* **PASSAGE GIVEN**
Developing a Policy for Managing Email
Table of Contents
Principles and Best Practices
Policy 1: Village of Hidden Valley
Policy 2: Town of Big Thunder
Policy 3: State Office of Administrative Support and Analysis
Appendix: The Legal Framework
2.1 Understand email use
When trying to manage email, there is usually no easy solution. Managing email means developing strategies that are selective, focusing resources where they are critically needed and where they will have the greatest impact. Policy decisions on how to manage email must reflect how a government or agency uses email. For example, do users primarily use email to communicate short, transitory messages, with some isolated exceptions? Or does a government or agency, or an individual unit of that government or agency, rely on an email system to send, receive, and store records relating to one or more core functions? The extent to which an email system is used for transmitting and receiving records, the distribution of records across a government or agency, and the value and retention requirements of those records must guide policy and the management strategy.

* **PROMPT 1**
Show each line of the listing that contains the word "mirror", matching case exactly.
The email policy text has no connection to the listing.

* **ITEMS**
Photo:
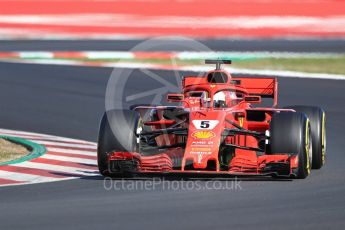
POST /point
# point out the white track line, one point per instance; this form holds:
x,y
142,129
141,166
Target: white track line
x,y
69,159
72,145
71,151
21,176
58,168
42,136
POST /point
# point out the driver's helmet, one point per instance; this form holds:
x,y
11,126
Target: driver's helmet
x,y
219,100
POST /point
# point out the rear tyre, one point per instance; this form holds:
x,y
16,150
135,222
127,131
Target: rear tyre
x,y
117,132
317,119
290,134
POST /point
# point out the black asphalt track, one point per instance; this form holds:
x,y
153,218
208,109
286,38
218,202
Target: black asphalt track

==

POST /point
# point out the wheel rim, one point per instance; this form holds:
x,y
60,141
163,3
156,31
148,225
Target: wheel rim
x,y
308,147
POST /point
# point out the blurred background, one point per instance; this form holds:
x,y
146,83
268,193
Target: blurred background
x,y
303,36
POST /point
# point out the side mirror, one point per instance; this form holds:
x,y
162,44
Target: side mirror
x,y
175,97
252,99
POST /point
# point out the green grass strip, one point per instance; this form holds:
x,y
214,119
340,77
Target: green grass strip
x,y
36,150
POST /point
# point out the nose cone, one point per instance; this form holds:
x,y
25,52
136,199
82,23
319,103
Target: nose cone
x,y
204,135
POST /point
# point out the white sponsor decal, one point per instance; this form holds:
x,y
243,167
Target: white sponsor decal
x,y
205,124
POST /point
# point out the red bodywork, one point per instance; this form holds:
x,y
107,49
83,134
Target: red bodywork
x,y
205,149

* **PROMPT 2**
Resume the email management text, picking up right after its final sentence.

* **EXERCISE OUTPUT 1**
# point out the side mirror, one point per instance; this form holds:
Target: side mirror

* **EXERCISE OUTPUT 2**
2.2 Manage centrally
Email policies of the past decade have tended to make individual users responsible for managing their own emails. Recent litigation and studies have highlighted the shortcomings of this approach in guaranteeing organization-wide compliance with records and other requirements. In large organizations especially, email is managed inconsistently if left to end users, because individuals exercise various levels of discipline and use their email accounts differently. Email management may be centralized agency-wide, government-wide, or by individual program units.
Central control is necessary to eliminate unnecessary duplicates, identify and link threads in an extended email exchange, provide access to more than one user, and guarantee legal compliance. These guidelines tend to emphasize (and encourage) strategies that allow some degree of centralized control, at least for emails that are permanent, vital, or vulnerable to e-discovery.
Options for managing email centrally include
- managing via a Local Area Network (LAN), or a shared directory. A LAN, or shared directory, is an imperfect tool for managing emails centrally, because it ultimately relies on each user of an email system to move individual emails manually out of a mailbox and into a shared electronic file system.
- email archiving software, which captures and preserves email traffic flowing into and out of the email server and stores it at a central location. Email archiving provides "single-instance storage," meaning that only one copy of an email or attachment is stored in the archive but is associated with senders and receivers, thereby reducing the volume of email on the online email server and making search and retrieval more efficient. Email archiving does not, however, integrate email with other electronic records (word-processed files, databases, webpages); emails exist and are managed as a stand-alone body of information.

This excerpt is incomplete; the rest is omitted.